**AUFGABENSTELLUNG:**
Schreiben Sie aus dem Text zur Patienten-Navigation den Abschnitt wortgetreu nieder, der mit „Fragestellung: Ziel unserer“ beginnt und sich bis einschließlich „ihnen angenommen wird.“ erstreckt.

**LESETEXT:**

____

Hintergrund: Das deutsche Gesundheitssystem ist stark fragmentiert und stellt Patienten oft vor organisatorische und bürokratische Herausforderungen. Patienten-Navigation ist ein innovatives Versorgungsmodell, welches Patienten dabei unterstützen soll, patientenorientierte Gesundheitsversorgung zu erhalten und sich im komplexen Versorgungsgeschehen zurechtzufinden. Dabei ist laut Studienlage noch unklar, welche Patienten besonders von persönlichen Navigatoren profitieren würden und welche Barrieren und Lücken in der Versorgung damit verringert werden können. Zudem bleibt bei der Entwicklung und Implementierung solcher Navigationsmodelle die Perspektive der Patienten als Zielgruppe bisher nicht ausreichend berücksichtigt.

Fragestellung: Ziel unserer Studie ist es, die Patientenperspektive hinsichtlich einer möglichen Unterstützung durch Navigatoren bei chronischen Erkrankungen abzubilden. Es wird der Frage nachgegangen, welche Formen an Unterstützung sich Patienten von Navigatoren wünschen und welche Anforderungen ein solches Versorgungsmodell aus Patientensicht erfüllen sollte, damit es die Betroffenen erreicht und von ihnen angenommen wird.

____

**BEREITGESTELLTE DATEN:**

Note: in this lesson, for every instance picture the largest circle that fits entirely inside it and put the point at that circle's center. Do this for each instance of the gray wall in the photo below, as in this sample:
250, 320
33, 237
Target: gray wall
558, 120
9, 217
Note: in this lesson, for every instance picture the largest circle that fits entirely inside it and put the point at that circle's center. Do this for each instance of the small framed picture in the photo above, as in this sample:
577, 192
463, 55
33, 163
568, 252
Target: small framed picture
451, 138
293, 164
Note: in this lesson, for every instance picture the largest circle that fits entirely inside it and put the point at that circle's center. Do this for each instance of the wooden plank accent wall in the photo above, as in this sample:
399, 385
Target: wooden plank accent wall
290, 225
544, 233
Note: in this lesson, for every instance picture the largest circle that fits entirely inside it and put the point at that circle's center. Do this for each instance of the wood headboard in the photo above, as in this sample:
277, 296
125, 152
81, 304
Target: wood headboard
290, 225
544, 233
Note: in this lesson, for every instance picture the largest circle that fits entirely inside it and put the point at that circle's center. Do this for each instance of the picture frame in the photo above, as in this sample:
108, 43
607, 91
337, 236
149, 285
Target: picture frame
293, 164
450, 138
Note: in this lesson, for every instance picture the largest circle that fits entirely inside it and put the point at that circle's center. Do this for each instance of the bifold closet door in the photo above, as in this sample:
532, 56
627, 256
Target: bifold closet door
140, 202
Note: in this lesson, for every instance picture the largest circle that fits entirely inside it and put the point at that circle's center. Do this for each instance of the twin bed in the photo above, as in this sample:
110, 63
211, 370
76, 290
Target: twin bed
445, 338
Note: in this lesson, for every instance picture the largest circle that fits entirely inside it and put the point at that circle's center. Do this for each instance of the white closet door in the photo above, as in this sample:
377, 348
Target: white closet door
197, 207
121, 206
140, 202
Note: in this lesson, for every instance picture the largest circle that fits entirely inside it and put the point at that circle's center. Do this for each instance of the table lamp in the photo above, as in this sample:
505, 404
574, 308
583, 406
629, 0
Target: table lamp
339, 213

____

**ERGEBNIS DER AUFGABE:**
Fragestellung: Ziel unserer Studie ist es, die Patientenperspektive hinsichtlich einer möglichen Unterstützung durch Navigatoren bei chronischen Erkrankungen abzubilden. Es wird der Frage nachgegangen, welche Formen an Unterstützung sich Patienten von Navigatoren wünschen und welche Anforderungen ein solches Versorgungsmodell aus Patientensicht erfüllen sollte, damit es die Betroffenen erreicht und von ihnen angenommen wird.